Document excerpt:
★ ★ ★ ★

Young Onkarabile Mamorobela struggles to breathe

Onkarabile Mamorobela can't breathe without being attached to a big oxygen machine that uses R500 worth of electricity a month. / Mduduzi Ndzingi
Onkarabile Mamorobela can't breathe without being attached to a big oxygen machine that uses R500 worth of electricity a month. / Mduduzi Ndzingi

An oxygen machine is both a blessing and a burden for a six-year-old girl.

Onkarabile Mamorobela from Hammanskraal north of Pretoria has to stay hooked to it to aid her breathing due to chronic respiratory illness.

Onkarabile's unemployed mother, Tumelo Mamorobela, 26, is concerned that her daughter will not be able to attend classes when schools reopen next week.

"I'm frustrated because I haven't found a school for her and I have no idea what will happen when schools open next week," Mamorobela said.

Onkarabile is supposed to start Grade 1 this year after she stopped attending school last-year in October when her breathing became worse.

When Sowetan arrived at the family's home yesterday, Onkarabile was standing at the door in a pink outfit watching other children play outside.

"The machine is too big and she has to move around with it wherever she goes. Even going to the hospital for check-ups is a problem because we have to hire special transport which costs us more money."

★ ★ ★ ★

Data records:
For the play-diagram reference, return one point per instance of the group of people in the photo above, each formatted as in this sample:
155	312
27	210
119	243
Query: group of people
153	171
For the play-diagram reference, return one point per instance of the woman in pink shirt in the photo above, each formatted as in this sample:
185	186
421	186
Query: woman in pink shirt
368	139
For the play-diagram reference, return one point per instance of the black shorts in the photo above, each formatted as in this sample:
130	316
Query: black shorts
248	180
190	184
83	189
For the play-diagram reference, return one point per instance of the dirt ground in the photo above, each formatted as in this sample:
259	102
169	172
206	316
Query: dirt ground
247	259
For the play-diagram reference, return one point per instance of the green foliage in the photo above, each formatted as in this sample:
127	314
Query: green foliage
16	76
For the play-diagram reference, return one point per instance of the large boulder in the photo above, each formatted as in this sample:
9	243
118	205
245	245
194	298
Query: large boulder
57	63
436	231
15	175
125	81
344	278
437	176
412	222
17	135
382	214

★ ★ ★ ★

Problem details:
Please answer from the news article: how much electricity does Onkarabile's oxygen machine use each month?

Result of this task:
R500 worth of electricity a month.